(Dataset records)
┏━━
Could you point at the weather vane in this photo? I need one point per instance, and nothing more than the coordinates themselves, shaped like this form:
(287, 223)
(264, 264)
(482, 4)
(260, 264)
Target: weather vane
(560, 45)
┗━━
THE PROBLEM: Output the entries above exactly, please, with nothing dropped.

TASK SOLUTION:
Could you point at the weather vane in this photo? I need one point per instance, and nothing more than the coordinates themselves, shaped like this form:
(287, 223)
(264, 264)
(482, 4)
(260, 264)
Target: weather vane
(560, 45)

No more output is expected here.